*** Opening of Given text ***

September 03: CA Posts Biggest Monthly Job Loss
  36d932.jpg 36d981.jpg

October 10, 2003

By Marla Dickerson, LA Times Staff Writer

California's job market swooned in September, posting its biggest monthly loss of the year as the state's employers axed another 16,600 positions, according to a government report released today.

In addition, the state Employment Development Department revised August's job losses sharply downward to 7,800 jobs, a drop four times greater than reported previously.

The statewide unemployment rate dropped to 6.4% in September from a revised 6.7% the month before. But that was because thousands of discouraged job seekers dropped out of the labor force and are no longer counted in the official unemployment tally.

The latest California figures stand in contrast to an upbeat national employment report last week that showed the U.S. economy gaining 57,000 jobs in September.

Analysts say seasonal factors may be partly to blame for California's woes.

More than half of September's job losses were in the "educational and health services" category, a major sector that includes kindergarten through high school and trade schools, as well as the state's vast network of health care providers. Figures for that sector can be tricky to adjust for the fall return of educators to classrooms.

*** Close of Given text ***

Extend the news article on California's September 2003 job losses, picking up after its final sentence about adjusting the figures for educators returning to classrooms.

*** Opening of Supplied entries ***

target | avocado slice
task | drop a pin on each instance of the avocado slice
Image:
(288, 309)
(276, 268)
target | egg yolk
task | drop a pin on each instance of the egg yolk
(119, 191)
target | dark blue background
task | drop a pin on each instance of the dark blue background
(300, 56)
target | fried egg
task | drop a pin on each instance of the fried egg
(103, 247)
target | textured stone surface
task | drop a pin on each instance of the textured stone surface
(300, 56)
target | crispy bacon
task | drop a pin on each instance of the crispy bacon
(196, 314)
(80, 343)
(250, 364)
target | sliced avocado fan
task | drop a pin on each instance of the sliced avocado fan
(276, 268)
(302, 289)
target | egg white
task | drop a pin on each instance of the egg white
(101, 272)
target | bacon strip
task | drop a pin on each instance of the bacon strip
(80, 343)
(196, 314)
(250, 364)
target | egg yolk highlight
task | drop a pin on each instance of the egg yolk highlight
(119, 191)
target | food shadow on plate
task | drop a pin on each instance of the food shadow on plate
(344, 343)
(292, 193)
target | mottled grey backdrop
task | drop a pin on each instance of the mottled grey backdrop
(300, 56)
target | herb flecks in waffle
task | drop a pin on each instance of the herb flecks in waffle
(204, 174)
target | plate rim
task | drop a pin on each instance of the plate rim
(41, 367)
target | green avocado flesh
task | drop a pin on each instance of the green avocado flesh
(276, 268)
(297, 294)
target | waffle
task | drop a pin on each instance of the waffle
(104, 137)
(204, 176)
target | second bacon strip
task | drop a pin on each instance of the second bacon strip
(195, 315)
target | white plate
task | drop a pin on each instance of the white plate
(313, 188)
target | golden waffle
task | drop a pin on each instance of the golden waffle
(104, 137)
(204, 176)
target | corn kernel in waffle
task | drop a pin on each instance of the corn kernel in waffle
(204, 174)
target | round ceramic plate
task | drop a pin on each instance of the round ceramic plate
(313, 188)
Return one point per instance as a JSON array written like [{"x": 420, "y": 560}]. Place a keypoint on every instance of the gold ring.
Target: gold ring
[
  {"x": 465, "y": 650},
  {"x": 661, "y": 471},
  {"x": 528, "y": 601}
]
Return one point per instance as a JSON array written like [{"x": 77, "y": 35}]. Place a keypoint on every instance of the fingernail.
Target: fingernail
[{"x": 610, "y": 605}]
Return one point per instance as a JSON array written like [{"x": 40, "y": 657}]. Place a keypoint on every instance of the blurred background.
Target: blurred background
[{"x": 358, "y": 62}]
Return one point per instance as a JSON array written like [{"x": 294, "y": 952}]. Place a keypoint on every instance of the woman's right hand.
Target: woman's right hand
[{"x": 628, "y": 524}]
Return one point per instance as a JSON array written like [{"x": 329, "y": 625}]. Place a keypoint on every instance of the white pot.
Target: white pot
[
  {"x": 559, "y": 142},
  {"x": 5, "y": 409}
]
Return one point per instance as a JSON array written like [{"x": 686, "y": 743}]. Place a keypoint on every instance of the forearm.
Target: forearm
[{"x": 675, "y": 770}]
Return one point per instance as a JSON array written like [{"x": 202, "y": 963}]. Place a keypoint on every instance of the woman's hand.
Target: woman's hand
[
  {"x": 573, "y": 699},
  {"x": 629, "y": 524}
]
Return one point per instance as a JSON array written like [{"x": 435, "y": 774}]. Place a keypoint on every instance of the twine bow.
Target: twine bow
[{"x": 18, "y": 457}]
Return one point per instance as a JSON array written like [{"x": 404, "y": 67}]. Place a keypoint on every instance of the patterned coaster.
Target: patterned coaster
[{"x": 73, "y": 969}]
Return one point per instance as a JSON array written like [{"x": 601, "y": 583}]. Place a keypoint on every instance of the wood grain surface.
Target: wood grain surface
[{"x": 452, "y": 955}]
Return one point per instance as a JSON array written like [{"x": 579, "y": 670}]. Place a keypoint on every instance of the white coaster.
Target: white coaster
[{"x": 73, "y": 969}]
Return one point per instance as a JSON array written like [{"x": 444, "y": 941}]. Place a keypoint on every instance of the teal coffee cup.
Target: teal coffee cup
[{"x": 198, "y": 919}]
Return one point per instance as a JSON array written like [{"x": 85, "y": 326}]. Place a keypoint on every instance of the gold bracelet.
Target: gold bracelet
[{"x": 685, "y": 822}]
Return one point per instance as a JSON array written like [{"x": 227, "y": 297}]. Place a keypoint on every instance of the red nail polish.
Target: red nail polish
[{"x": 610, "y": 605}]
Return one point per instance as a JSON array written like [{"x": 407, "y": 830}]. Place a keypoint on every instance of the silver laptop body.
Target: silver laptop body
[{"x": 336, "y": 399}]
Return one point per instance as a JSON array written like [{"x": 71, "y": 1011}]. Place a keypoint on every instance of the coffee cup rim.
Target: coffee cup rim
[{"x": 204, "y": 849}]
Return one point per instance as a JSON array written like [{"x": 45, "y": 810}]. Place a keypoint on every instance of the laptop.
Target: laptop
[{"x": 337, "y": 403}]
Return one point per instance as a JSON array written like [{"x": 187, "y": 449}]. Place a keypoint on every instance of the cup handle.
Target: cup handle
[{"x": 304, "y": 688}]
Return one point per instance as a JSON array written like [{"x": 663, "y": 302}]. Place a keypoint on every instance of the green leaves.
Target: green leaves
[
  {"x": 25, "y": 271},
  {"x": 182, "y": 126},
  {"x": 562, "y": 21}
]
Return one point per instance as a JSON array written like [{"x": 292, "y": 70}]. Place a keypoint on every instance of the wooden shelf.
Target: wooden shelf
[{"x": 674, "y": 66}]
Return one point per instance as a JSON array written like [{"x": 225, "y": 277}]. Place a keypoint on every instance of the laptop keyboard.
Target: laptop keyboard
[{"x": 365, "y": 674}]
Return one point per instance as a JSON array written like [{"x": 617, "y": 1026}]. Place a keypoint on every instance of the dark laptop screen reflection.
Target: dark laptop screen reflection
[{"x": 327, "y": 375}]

*** Close of Supplied entries ***

§ Response area:
Some suspect that September's spotty performance is nothing more than a one month statistical blip.

"I don't think this indicates any trend," said Michael Bernick, director of the Employment Development Department. "Educational and health services have been one of our strongest job generators over the last few years, and all indications are that it will continue to be."

Still, job losses in leisure and hospitality and information -- key industries for California -- are a sign that the Golden State's labor market is still struggling mightily. More than 1.1 million Californians are unemployed. Nearly 1 in 4 of them has been jobless for more than six months.

There were bright spots in September's statistics. More sectors gained jobs than lost them last month. Perhaps the biggest surprise was manufacturing, which added 3,500 jobs in September. That is the state's first increase in factory payrolls since April 2002.

The seasonally adjusted unemployment rate in Los Angeles County fell to 6.7% in September from 6.9% in August.

Other Southern California counties saw similar decreases in their jobless rates, which are not seasonally adjusted.

Orange County's rate fell to 3.6% in September from 3.9% in August. Riverside saw its jobless rate fall to 6.4% from 6.9%. San Bernardino's rate fell to 5.5% from 6.1%, San Diego's to 4.1% from 4.4%, and Ventura's dropped to 5.5% from 5.9%.